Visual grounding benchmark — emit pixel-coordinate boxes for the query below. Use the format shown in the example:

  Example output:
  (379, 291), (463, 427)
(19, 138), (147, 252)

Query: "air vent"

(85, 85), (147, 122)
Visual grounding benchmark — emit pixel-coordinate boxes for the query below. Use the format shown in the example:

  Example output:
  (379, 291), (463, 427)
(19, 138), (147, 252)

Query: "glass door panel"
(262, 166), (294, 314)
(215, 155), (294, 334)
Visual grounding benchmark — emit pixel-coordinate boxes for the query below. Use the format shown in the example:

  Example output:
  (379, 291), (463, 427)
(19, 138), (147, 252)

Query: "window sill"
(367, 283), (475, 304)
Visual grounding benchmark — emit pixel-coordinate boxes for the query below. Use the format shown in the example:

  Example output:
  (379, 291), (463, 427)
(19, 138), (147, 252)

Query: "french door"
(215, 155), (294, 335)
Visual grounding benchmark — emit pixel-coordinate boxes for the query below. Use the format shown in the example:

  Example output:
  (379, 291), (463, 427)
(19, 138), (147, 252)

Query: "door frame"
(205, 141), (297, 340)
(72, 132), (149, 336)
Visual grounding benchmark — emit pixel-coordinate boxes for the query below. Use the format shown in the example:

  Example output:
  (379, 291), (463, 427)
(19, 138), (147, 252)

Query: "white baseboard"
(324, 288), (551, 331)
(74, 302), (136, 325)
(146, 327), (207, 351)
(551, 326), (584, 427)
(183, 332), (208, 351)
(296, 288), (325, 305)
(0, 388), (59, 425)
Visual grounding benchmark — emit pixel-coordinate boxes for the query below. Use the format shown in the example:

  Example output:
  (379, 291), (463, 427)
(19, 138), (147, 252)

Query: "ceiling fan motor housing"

## Written problem
Reproduce all of the records above, renaming "Visual grounding benchmark" to "Object localization benchmark" wherever it occurs and leaving everything else unchanged.

## Written answer
Object localization benchmark — emit pixel-coordinate boxes for the query below. Use the format shown in the example:

  Example output:
  (379, 291), (463, 427)
(19, 138), (147, 252)

Query: "air vent"

(85, 85), (147, 122)
Object localization benchmark — emit pixel-coordinate boxes for the query below. Use the format shown in the example:

  Example output:
  (379, 291), (463, 427)
(19, 138), (147, 252)

Query: "glass door panel"
(262, 166), (294, 314)
(215, 155), (294, 334)
Object localization benchmark — emit pixel-coordinate boxes for the query below. Use the format shown in the example:

  Example output:
  (379, 291), (463, 427)
(19, 138), (147, 252)

Query: "window sill"
(367, 283), (475, 304)
Object localization benchmark — emit pixel-coordinate boxes for the query below. Use the format shown in the example:

  Example output:
  (379, 291), (463, 427)
(19, 138), (147, 252)

Query: "french door"
(215, 155), (294, 335)
Object localization benchmark — emit pixel-coordinate boxes for the query below. Use the format shown in the example:

  Example output:
  (379, 291), (463, 427)
(19, 138), (147, 252)

Query: "door frame"
(205, 141), (297, 340)
(72, 132), (149, 336)
Object localization benchmark — emit pixel-coordinate boxes for the query below. Use the format shown in the example:

  Example output:
  (379, 291), (463, 427)
(19, 138), (147, 252)

Query: "white baseboard"
(324, 288), (551, 331)
(74, 302), (136, 325)
(146, 327), (207, 351)
(551, 326), (584, 427)
(183, 332), (208, 351)
(296, 288), (325, 305)
(0, 388), (59, 425)
Object localization benchmark — emit pixel-coordinate boxes for the query below. Use the format shown in the example:

  Example output:
  (379, 291), (463, 427)
(19, 138), (147, 252)

Query: "ceiling fan motor housing"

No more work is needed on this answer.